======== GIVEN RECORDS ========

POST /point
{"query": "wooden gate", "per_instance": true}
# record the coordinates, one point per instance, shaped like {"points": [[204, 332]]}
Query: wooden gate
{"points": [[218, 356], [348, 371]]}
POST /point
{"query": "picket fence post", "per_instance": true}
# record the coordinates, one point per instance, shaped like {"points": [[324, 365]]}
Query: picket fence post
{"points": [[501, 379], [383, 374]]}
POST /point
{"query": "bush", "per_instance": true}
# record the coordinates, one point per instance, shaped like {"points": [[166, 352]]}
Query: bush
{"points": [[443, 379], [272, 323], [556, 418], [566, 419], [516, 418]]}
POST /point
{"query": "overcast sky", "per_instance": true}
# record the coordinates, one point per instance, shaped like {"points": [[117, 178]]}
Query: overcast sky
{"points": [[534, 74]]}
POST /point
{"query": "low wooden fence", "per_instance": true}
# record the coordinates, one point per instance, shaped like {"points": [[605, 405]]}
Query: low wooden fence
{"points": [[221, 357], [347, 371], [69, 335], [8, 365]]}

========

● **GIVEN REQUEST**
Put every line of the entries above into a Markdown table with two columns, Row and Entry Line. Number the rows and leave out blank lines.

● **ANSWER FOR THE TASK**
| Row | Entry Line |
|---|---|
| 1 | POST /point |
| 2 | {"query": "wooden gate", "per_instance": true} |
| 3 | # record the coordinates, one point per instance, shaped like {"points": [[204, 332]]} |
| 4 | Query: wooden gate |
| 5 | {"points": [[218, 356], [348, 371]]} |
| 6 | POST /point |
| 7 | {"query": "picket fence post", "per_instance": true} |
| 8 | # record the coordinates, one point per instance, shaped like {"points": [[324, 365]]} |
| 9 | Query: picket fence post |
| 10 | {"points": [[501, 379], [383, 374]]} |
| 11 | POST /point |
| 12 | {"query": "bush", "per_instance": true} |
| 13 | # record the coordinates, one point per instance, shaped like {"points": [[166, 352]]} |
| 14 | Query: bush |
| 15 | {"points": [[443, 379], [272, 323], [556, 418], [566, 419], [516, 418]]} |
| 16 | POST /point |
| 17 | {"query": "overcast sky", "per_instance": true} |
| 18 | # record the coordinates, one point per instance, shaped like {"points": [[117, 178]]} |
| 19 | Query: overcast sky |
| 20 | {"points": [[534, 74]]} |
| 21 | POST /point |
| 22 | {"query": "low wooden fence", "per_instance": true} |
| 23 | # record the coordinates, one point per instance, shaped like {"points": [[605, 405]]} |
| 24 | Query: low wooden fence |
| 25 | {"points": [[221, 357], [347, 371], [69, 335], [8, 365]]} |